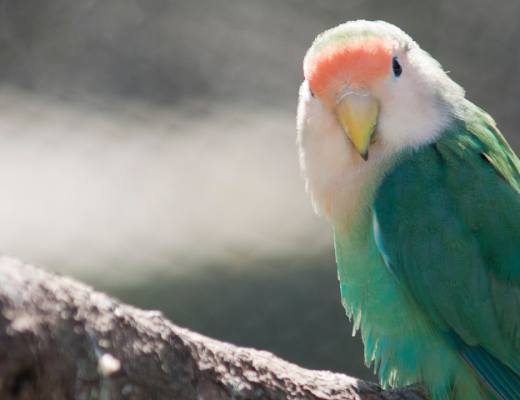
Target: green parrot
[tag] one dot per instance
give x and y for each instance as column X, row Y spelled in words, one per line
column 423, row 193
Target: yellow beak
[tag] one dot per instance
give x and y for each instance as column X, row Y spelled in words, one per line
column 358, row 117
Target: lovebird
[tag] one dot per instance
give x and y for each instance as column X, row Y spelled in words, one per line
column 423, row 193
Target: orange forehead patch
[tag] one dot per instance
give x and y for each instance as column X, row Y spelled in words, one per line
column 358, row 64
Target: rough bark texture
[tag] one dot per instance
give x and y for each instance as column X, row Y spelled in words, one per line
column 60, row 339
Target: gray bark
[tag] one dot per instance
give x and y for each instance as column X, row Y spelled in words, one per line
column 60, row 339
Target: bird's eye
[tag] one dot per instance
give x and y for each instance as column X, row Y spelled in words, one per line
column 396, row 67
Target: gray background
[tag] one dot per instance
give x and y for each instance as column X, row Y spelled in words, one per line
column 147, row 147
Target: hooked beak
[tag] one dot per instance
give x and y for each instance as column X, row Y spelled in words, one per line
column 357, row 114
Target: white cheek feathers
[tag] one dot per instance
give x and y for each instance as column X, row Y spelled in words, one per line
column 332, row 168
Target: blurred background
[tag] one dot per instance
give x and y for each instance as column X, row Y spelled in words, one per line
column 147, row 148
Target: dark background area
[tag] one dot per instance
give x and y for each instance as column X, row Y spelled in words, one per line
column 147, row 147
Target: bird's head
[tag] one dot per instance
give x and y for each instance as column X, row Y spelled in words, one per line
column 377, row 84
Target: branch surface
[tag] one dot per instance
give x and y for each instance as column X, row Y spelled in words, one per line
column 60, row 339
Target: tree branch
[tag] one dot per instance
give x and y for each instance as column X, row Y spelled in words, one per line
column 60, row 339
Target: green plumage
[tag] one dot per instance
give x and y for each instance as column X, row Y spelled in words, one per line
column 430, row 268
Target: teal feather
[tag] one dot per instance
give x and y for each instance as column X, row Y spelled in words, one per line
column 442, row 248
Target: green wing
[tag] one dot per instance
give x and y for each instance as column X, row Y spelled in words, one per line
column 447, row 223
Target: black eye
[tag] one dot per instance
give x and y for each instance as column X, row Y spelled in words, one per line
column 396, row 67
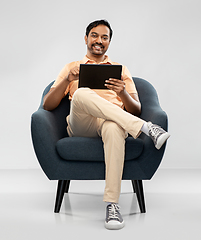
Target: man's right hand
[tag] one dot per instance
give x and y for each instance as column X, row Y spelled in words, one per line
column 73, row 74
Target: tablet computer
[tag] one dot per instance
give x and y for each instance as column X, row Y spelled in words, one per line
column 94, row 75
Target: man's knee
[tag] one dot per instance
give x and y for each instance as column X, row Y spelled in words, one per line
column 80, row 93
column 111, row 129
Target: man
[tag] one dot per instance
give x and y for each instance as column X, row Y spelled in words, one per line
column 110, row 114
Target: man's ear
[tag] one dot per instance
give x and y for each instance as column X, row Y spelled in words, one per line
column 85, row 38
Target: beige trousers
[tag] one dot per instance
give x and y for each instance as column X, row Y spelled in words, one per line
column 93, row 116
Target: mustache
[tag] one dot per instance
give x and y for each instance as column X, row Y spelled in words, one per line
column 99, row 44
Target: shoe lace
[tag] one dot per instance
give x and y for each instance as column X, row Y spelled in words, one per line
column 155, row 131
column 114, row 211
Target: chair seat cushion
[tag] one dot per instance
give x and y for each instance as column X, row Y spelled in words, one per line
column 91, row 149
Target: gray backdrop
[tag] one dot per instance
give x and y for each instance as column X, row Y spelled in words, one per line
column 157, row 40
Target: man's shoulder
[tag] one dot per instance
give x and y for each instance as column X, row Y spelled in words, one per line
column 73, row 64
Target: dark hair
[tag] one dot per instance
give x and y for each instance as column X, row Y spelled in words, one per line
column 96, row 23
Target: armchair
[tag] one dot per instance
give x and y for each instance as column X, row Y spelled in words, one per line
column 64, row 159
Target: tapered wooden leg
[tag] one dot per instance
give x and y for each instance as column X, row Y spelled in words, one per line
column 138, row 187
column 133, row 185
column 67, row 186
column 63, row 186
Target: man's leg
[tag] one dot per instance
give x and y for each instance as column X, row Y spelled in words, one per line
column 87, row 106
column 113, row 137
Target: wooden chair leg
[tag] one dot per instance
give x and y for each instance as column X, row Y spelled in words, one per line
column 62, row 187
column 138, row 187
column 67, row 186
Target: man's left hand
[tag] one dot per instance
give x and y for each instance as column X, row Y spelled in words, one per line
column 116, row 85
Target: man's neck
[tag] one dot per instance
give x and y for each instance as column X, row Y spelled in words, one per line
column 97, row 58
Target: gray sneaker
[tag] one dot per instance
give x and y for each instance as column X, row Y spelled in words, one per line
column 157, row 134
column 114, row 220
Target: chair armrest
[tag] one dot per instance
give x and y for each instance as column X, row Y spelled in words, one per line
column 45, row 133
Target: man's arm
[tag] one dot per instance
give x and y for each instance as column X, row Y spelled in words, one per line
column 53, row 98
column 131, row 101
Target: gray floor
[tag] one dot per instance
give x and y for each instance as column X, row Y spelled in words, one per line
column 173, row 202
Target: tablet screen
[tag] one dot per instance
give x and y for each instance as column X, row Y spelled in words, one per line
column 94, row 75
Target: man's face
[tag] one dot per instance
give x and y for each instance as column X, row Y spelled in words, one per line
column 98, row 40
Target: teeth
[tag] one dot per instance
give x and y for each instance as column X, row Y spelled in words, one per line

= = = = =

Lines containing the word "branch" are to be counted in the listing; state their number alone.

## Answer for the task
2